*PROVIDED MATERIAL:*
- - -

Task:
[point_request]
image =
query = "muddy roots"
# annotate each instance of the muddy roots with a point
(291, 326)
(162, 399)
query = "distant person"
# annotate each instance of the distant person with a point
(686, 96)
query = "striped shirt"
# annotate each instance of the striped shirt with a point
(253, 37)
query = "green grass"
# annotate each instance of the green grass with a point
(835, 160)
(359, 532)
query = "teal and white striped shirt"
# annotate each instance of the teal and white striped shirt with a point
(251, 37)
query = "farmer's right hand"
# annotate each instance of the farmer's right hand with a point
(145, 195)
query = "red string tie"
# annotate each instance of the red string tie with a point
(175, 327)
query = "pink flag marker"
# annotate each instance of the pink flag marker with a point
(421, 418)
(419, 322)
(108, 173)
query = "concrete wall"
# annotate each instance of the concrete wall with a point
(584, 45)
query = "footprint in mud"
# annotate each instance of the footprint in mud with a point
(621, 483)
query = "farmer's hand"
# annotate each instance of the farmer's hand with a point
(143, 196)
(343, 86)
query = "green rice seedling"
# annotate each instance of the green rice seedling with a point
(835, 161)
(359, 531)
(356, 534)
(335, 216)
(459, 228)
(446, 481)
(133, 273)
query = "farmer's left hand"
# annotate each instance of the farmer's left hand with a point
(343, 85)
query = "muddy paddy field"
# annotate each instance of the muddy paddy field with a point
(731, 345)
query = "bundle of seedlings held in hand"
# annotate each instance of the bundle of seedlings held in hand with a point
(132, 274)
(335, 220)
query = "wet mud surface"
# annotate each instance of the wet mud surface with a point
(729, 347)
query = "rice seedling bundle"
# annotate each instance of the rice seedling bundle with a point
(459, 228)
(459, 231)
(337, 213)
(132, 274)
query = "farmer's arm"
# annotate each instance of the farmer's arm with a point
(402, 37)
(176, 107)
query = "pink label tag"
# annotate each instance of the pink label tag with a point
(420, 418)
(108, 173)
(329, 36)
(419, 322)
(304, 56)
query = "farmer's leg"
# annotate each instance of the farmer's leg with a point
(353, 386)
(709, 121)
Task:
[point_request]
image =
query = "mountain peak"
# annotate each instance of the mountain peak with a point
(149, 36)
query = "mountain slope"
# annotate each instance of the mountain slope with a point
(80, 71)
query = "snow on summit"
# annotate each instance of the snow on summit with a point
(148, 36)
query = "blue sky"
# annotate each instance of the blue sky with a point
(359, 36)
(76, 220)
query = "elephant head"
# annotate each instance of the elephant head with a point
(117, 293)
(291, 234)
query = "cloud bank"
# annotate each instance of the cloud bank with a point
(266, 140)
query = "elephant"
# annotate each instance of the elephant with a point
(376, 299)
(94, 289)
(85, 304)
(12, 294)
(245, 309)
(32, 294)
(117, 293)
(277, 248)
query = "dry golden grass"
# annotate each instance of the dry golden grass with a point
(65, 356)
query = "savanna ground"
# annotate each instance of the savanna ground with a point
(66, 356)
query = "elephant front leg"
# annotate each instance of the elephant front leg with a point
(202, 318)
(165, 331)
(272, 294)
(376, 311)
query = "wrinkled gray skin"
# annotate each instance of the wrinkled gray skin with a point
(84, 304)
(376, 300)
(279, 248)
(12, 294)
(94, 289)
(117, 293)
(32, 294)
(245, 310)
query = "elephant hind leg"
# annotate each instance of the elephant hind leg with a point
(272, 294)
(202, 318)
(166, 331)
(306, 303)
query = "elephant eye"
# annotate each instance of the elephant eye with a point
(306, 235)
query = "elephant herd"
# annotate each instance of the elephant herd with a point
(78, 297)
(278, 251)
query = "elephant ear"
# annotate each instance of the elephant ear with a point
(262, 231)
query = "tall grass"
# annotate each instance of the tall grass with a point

- - -

*WORK TASK:* Search the records above for the string "tall". Copy every line that contains it.

*EXERCISE RESPONSE:*
query = "tall grass"
# annotate each instance of the tall grass with a point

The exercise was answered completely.